===== EXERCISE INPUT =====
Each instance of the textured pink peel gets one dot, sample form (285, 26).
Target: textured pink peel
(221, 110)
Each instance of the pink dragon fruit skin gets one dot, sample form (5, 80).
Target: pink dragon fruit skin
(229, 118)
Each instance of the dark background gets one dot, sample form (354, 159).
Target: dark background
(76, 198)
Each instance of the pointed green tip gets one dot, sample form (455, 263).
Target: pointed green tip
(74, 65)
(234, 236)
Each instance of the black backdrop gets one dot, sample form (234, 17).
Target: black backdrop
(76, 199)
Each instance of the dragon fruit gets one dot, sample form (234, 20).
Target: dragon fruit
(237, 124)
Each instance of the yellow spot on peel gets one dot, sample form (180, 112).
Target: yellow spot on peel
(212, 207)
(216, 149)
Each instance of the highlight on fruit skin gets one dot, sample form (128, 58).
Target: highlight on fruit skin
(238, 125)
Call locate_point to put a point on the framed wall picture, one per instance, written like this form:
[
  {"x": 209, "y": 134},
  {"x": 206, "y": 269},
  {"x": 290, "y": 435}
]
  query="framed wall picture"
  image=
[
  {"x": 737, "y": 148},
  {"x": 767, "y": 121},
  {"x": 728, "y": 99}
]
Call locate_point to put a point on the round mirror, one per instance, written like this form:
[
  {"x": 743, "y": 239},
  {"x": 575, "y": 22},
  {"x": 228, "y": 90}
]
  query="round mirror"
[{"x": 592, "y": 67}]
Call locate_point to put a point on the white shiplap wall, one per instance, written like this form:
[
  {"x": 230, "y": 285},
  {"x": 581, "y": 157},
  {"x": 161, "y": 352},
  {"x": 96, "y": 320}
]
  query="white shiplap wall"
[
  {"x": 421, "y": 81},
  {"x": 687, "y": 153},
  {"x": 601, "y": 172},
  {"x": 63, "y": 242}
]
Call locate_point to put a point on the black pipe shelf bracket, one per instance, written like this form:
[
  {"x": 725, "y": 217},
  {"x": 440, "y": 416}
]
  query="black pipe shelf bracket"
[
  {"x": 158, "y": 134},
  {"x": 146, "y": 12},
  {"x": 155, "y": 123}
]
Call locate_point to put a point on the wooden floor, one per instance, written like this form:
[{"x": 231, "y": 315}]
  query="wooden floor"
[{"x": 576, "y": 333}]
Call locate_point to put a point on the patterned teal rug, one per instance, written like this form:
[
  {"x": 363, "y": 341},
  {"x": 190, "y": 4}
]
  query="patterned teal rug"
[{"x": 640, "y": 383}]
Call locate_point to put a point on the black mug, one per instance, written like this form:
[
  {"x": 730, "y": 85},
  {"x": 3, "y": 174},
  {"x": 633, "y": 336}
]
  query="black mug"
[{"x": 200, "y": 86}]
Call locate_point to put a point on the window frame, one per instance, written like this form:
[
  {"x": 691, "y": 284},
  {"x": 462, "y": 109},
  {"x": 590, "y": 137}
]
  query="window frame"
=====
● **EXERCISE BRIEF**
Turn the lines in the records above, from the line containing "Call locate_point to put a point on the wooden" through the end of the records, into a numbered list, leaving out any blank lines.

● **FULL RESPONSE**
1. Call locate_point to put a point on the wooden floor, one per instance, written like this form:
2. [{"x": 231, "y": 315}]
3.   query="wooden floor"
4. [{"x": 576, "y": 333}]
5. Call locate_point to put a point on the patterned teal rug, one per instance, written like this form:
6. [
7.   {"x": 363, "y": 341},
8.   {"x": 190, "y": 4}
9. ]
10.   query="patterned teal rug"
11. [{"x": 640, "y": 383}]
12. Call locate_point to put a point on the black mug, one per instance, written like this form:
13. [
14.   {"x": 730, "y": 85},
15.   {"x": 3, "y": 174},
16.   {"x": 633, "y": 336}
17. ]
18.   query="black mug"
19. [{"x": 200, "y": 86}]
20. Call locate_point to put a point on the window frame, one per instance, written like this form:
21. [
22.   {"x": 691, "y": 284},
23.   {"x": 462, "y": 109},
24.   {"x": 590, "y": 137}
25. ]
26.   query="window frame"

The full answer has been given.